▶ [TASK REQUIREMENTS]:
Condense the paragraph of the API documentation excerpt that begins "group (int, optional)" into a shorter version that keeps its main facts.

▶ [DOCUMENT EXCERPT]:
ValueError – if at_time is not a multiple of get_clk_T(); if any of output_ports is out of [1, get_nr_ports()]; if group is out of [0, 1].

next_scale(at_time, output_ports, group=None)

Program the hardware to move to the next output scale at given time.

Parameters
  • at_time (float) – At what time in seconds the change should happen. Must be a multiple of get_clk_T()

  • output_ports (int or list of int) – What output ports should be affected by the change. Valid ports are in the interval [1, get_nr_ports()].

  • group (int, optional) – Valid groups are in the interval [0, 1]. If None, move both groups to the next entry.

Raises

ValueError – if at_time is not a multiple of get_clk_T(); if any of output_ports is out of [1, get_nr_ports()]; if group is out of [0, 1].

output_digital_marker(at_time, duration, ports)

Program hardware to output a digital marker at given time.

Parameters
  • at_time (float) – at what time in seconds the marker should be output. Must be a multiple of get_clk_T()

  • duration (float) – for how long in seconds the marker should be output. Must be a multiple of get_clk_T()

  • port (int or list of int) – digital output port(s) the marker should be output from. Valid values are in [1, 4]

Raises

ValueError – if ports is out of range; if at_time is not a multiple of get_clk_T()

output_pulse(at_time, pulse_info)

Program hardware to output pulse(s) at given time.

Parameters
Raises
perform_measurement(*args, **kwargs)

Deprecated since version 2.0.0: Use run() instead.

reset_phase(at_time, output_ports, group=None)

Program the hardware to reset the phase of group at given time.

The phase will be reset to the current entry of the frequency/phase look-up table.

Parameters
  • at_time (float) – at what time in seconds the pulse(s) should be output. Must be a multiple of get_clk_T()

  • output_ports (int or list of int) – what output ports should be affected by the reset. Valid ports are in the interval [1, get_nr_ports()].

▶ [DATA LINES]:
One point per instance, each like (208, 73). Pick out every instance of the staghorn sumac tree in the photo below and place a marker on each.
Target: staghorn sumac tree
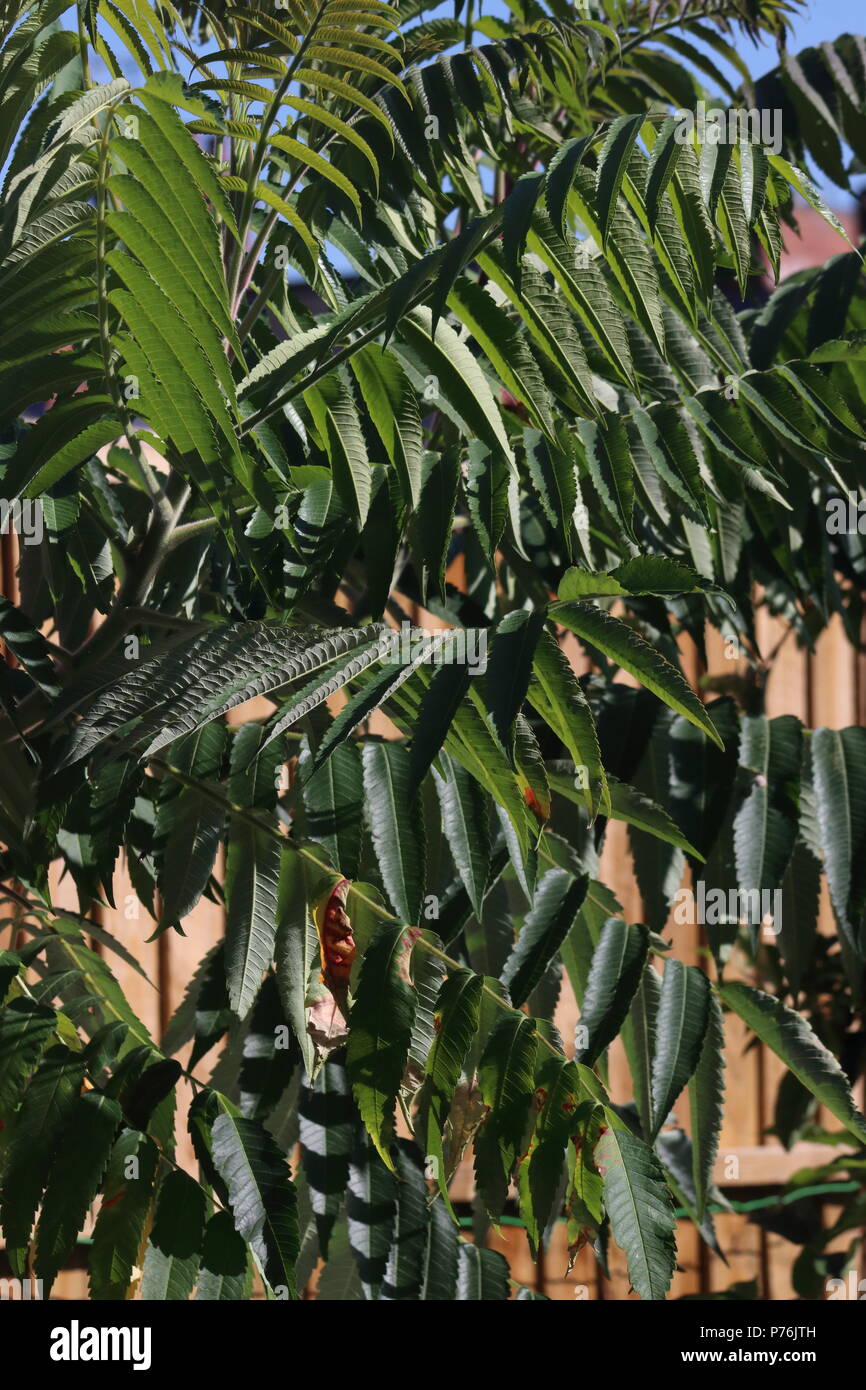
(303, 305)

▶ [TASK SOLUTION]:
group (int, optional): must be in [0, 1]; None moves both groups to the next entry.